▶ **Qué se pide**
Cita literalmente el fragmento del documento desde "La protesta social" hasta "de América Latina.", ambos incluidos.

▶ **Fragmento del documento**
La protesta social y las demandas ciudadanas han irrumpido en Chile de forma abrupta. Manifestaciones pacíficas multitudinarias, saqueos a supermercados, barricadas, quema de autobuses y trenes de metro, junto con la respuesta del gobierno decretando el estado de sitio y toques de queda, con patrullas del ejército recorriendo las calles… Todo ello levanta un escenario donde se expresa el malestar social del país. Un estallido social que resulta incomprensible, a priori, en un país-oasis que se distinguía por su estabilidad social, política y económica, expresadas en notables cuotas de crecimiento económico y con el índice de desarrollo humano más alto de América Latina.

▶ **Datos proporcionados**
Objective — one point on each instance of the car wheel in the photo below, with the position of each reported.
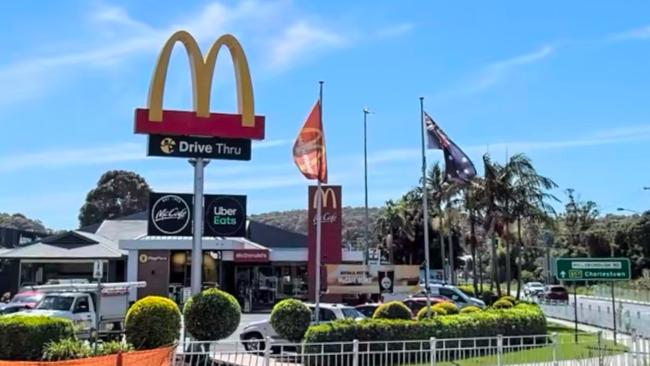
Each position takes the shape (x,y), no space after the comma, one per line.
(254,343)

▶ **Resultado de la tarea**
La protesta social y las demandas ciudadanas han irrumpido en Chile de forma abrupta. Manifestaciones pacíficas multitudinarias, saqueos a supermercados, barricadas, quema de autobuses y trenes de metro, junto con la respuesta del gobierno decretando el estado de sitio y toques de queda, con patrullas del ejército recorriendo las calles… Todo ello levanta un escenario donde se expresa el malestar social del país. Un estallido social que resulta incomprensible, a priori, en un país-oasis que se distinguía por su estabilidad social, política y económica, expresadas en notables cuotas de crecimiento económico y con el índice de desarrollo humano más alto de América Latina.